**CONSIGNE 1**
Pour chaque affirmation, dites oui ou non selon qu'elle s'accorde avec le texte cité, et reprenez mot pour mot les mots du texte qui tranchent : (a) Dans le film, Christian est le fils aîné. (b) Christian fait son discours pour les 50 ans de son père. (c) Les appareils policier et judiciaire étaient formés pour faire face à la crise vécue par l'enfant et sa famille.
**CONSIGNE 2**
Recopiez le passage du texte cité qui va de « C’est dans ces » jusqu'à « ne s’était passé. ».

**TEXTE CITÉ**
C’est dans ces occasions que le film Festen a été évoqué pour décrire l’état émotionnel du groupe. Nous serions donc, comme cette famille, réunis dans une sorte de salle à manger remplie d’invités au moment précis où Christian, le fils aîné se lève et s’adresse dans un discours solennel à son père. Tous attendent un compliment pour les 60 ans d’un père unanimement aimé et respecté, Christian affirme tranquillement, le verre à la main que ce père l’a violé quand il était enfant, et que cette mère, témoin de l’acte, a fait comme si rien ne s’était passé.
La réaction première de la majorité des présents est de maintenir la cohésion du groupe et d’expulser, punir et battre celui qui a parlé. Puis tous se dispersent après l’aveu du père. Le groupe de supervision pourrait être uni par une sorte de pacte collectif implicite de déni. Les paroles échangées auraient alors pour fonction de préserver à tout prix le groupe.
Le dévoilement d’inceste, au lieu d’être salvateur, peut être traumatique par ses effets de scandale public : désorganisant, insécurisant et culpabilisant. Ce fait a longtemps été une idée reçue servant à renforcer la loi du silence. Puis on a, avec raison, imputé la plupart des effets négatifs de cette traumatisation secondaire à l’inadaptation de nos dispositifs. Les appareils policier, judiciaire, social et thérapeutique n’étaient pas formés pour parer à la crise profonde affectant l’enfant et l’ensemble de sa famille. Pour qu’on cesse d’accuser l’enfant d’avoir, par la puissance de sa parole, détruit une famille, gommant ainsi l’agression dont il se plaint légitimement, il a fallu des années d’évolution des pratiques et de la législation.

**DONNÉES FOURNIES**

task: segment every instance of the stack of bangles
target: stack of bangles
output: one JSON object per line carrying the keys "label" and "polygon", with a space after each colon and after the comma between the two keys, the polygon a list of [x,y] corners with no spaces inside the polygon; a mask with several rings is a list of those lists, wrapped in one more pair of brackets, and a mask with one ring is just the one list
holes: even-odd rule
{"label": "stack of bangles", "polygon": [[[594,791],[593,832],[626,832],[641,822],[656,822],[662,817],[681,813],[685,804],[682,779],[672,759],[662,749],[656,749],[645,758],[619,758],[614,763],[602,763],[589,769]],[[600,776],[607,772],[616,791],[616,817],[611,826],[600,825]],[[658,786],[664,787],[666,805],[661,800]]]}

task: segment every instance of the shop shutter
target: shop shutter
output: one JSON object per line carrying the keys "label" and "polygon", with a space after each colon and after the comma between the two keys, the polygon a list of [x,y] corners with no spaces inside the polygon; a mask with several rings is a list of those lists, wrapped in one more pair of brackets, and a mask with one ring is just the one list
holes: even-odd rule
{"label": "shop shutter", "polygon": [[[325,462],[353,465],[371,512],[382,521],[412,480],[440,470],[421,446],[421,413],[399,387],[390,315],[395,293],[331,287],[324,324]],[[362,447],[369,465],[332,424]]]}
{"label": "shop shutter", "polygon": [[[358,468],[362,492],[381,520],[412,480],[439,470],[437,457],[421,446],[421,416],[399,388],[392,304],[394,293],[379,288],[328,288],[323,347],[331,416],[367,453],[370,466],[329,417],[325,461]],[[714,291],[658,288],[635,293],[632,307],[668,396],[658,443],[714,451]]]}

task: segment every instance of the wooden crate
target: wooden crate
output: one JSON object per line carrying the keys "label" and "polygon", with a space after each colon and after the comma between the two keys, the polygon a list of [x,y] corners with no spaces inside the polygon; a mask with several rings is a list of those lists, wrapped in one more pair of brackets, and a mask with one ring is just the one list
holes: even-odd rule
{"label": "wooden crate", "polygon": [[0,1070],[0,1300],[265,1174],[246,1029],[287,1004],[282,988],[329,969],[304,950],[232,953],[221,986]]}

**RÉPONSE RÉDIGÉE 1**
(a) Oui : « Christian, le fils aîné se lève »
(b) Non : « Tous attendent un compliment pour les 60 ans d’un père unanimement aimé et respecté »
(c) Non : « Les appareils policier, judiciaire, social et thérapeutique n’étaient pas formés pour parer à la crise profonde affectant l’enfant et l’ensemble de sa famille. »

**RÉPONSE RÉDIGÉE 2**
C’est dans ces occasions que le film Festen a été évoqué pour décrire l’état émotionnel du groupe. Nous serions donc, comme cette famille, réunis dans une sorte de salle à manger remplie d’invités au moment précis où Christian, le fils aîné se lève et s’adresse dans un discours solennel à son père. Tous attendent un compliment pour les 60 ans d’un père unanimement aimé et respecté, Christian affirme tranquillement, le verre à la main que ce père l’a violé quand il était enfant, et que cette mère, témoin de l’acte, a fait comme si rien ne s’était passé.